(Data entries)

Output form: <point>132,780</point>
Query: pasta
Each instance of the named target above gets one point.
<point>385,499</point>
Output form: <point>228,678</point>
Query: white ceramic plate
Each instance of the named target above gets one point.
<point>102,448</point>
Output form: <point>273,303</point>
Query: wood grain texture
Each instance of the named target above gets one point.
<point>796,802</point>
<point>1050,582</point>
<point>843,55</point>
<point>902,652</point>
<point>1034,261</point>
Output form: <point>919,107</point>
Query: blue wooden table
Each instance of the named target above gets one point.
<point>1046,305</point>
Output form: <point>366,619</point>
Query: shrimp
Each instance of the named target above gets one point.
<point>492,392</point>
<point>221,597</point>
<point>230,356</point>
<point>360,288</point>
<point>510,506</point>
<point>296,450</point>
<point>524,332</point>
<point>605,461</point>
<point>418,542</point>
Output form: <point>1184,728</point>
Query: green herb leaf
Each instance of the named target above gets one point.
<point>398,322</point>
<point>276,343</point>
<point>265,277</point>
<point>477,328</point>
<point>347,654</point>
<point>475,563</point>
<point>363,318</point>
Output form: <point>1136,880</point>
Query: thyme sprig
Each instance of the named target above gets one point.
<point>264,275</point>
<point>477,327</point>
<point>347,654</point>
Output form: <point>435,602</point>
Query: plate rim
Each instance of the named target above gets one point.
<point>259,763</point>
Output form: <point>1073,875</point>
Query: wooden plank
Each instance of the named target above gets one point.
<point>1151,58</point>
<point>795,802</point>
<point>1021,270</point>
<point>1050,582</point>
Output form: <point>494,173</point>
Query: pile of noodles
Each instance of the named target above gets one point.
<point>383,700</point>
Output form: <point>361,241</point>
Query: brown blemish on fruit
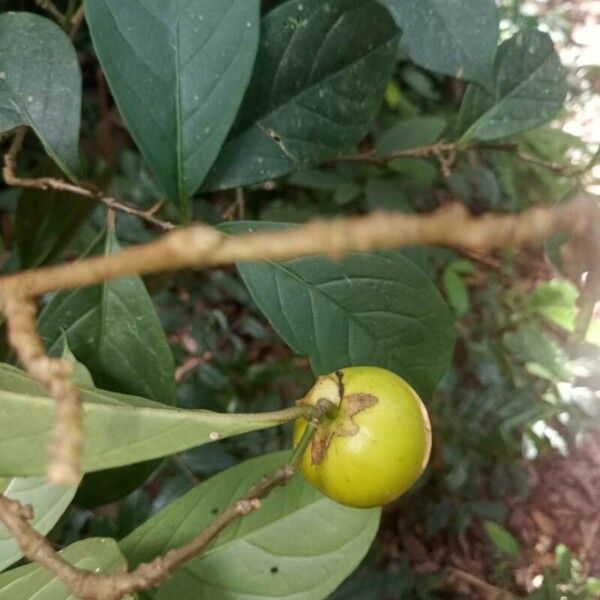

▶ [REQUIRED TASK]: Rewrite the records from the line that contains "Output form: <point>1136,880</point>" through the end of the records, keeping every line. Multiply each point coordinate in the answers by 1.6 and round to whole numbers with halves going up, leave the numbers on the "Output form" lines unchanged, and omit the picture.

▶ [FINISHED TASK]:
Output form: <point>1136,880</point>
Query: thyme sprig
Each instance of the named target above gets one point.
<point>422,440</point>
<point>763,523</point>
<point>555,1046</point>
Output form: <point>435,602</point>
Query: plate rim
Each instance of the named target above gets one point.
<point>414,1221</point>
Output form: <point>1073,875</point>
Query: wooden plank
Each instance of the named target above gets one point.
<point>1842,93</point>
<point>1272,1283</point>
<point>1634,432</point>
<point>1680,931</point>
Output form: <point>494,173</point>
Query: pile of noodles
Each instance of the named target above gets one point.
<point>613,1120</point>
Output form: <point>361,241</point>
Query: brown blemish on fruit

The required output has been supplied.